Supplied passage:
[start]
# Recommendations for rafting with young kids?



## markfortcollins (Aug 20, 2015)

This will be our first legit season of rafting. We are a family of 4 with two young (and active) boys ages 6 and 4. We plan to stay with class I/II rivers this first year to ease into things. One concern we have is the amount of boat time on flat water relating to the kids getting bored/restless. They love the outdoors and camping/fishing... But when boredom sets in, it is no fun for anyone. Any recommendations on how to keep things fun on long stretches of flat water? Any funny or horror stories out there from other parents? Really want to make river experiences be positive for the kids from the get go. Planning some overnights in Canyon Country but don't want to bite off more than we can chew...


Sent from my iPhone using Mountain Buzz


----------



## Learch (Jul 12, 2010)

Toys, waterfights, swimming off the boat, and frequent stops if need be. We pushed ours a little bit last summer and did about 27 miles in 2 days on the lower Deschutes. It is a pretty fast river though, and we were able to make some miles. Finding other families with kids helps, we have been blessed with some great families to hang out with. Even some of the people we boat with that don't have kids are great and work around our kids sometimes. My kids are 5 and 7 right now, the 7 year old has 4 seasons under his belt and the 5 year old has 3 seasons. The first couple years were 7 mile day trips (or less). I hope to get them on some more overnight trips this summer, and we will see how they do. Having 2 helps if they get along.


----------



## FlyingDutchman (Mar 25, 2014)

Super soakers


----------



## FallingH20 (Nov 10, 2015)
[end]
Provided records:
[start]
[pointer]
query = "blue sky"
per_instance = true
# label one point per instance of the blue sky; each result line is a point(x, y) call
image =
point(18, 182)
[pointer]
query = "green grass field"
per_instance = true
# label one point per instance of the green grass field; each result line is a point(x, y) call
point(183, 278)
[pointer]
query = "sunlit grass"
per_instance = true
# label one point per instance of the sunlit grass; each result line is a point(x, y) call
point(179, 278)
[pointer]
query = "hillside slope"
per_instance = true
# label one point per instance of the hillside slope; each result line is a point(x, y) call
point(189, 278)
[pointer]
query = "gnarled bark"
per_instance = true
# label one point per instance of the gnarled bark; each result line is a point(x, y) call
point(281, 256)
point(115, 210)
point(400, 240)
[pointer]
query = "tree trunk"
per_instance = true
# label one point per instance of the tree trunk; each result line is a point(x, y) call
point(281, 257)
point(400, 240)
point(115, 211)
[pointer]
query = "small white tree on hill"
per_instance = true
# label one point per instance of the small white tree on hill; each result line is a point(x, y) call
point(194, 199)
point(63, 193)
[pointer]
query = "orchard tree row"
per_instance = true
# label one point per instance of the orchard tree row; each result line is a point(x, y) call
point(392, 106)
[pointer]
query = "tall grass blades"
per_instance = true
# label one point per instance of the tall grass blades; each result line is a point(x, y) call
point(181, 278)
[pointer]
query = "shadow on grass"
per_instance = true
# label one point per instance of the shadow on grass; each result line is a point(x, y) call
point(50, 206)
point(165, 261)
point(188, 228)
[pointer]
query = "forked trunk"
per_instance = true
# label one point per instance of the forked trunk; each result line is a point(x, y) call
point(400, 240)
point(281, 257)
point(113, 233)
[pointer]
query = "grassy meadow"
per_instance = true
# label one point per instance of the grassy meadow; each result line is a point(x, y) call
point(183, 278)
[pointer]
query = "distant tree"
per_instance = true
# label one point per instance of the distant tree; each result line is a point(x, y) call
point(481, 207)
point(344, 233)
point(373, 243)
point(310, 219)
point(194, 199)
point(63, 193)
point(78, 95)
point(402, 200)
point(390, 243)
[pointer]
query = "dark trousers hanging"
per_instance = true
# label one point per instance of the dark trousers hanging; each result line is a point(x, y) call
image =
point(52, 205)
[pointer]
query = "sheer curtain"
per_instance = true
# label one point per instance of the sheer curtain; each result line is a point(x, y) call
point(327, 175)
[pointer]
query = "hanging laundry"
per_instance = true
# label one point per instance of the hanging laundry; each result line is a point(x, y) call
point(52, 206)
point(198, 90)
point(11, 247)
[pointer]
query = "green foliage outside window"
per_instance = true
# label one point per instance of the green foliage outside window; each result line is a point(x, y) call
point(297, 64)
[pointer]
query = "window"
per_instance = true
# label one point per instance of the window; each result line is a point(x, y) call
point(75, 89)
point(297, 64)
[end]
Actions to take:
1. Rewrite the rafting thread between "Sent from my" and "they get along.", inclusive, with "Toys" changed to "Games".
2. Pick out each line of the records that contains the word "laundry".
The records are unrelated to the rafting thread.

Answers:
1.
Sent from my iPhone using Mountain Buzz


----------



## Learch (Jul 12, 2010)

Games, waterfights, swimming off the boat, and frequent stops if need be. We pushed ours a little bit last summer and did about 27 miles in 2 days on the lower Deschutes. It is a pretty fast river though, and we were able to make some miles. Finding other families with kids helps, we have been blessed with some great families to hang out with. Even some of the people we boat with that don't have kids are great and work around our kids sometimes. My kids are 5 and 7 right now, the 7 year old has 4 seasons under his belt and the 5 year old has 3 seasons. The first couple years were 7 mile day trips (or less). I hope to get them on some more overnight trips this summer, and we will see how they do. Having 2 helps if they get along.

2.
query = "hanging laundry"
# label one point per instance of the hanging laundry; each result line is a point(x, y) call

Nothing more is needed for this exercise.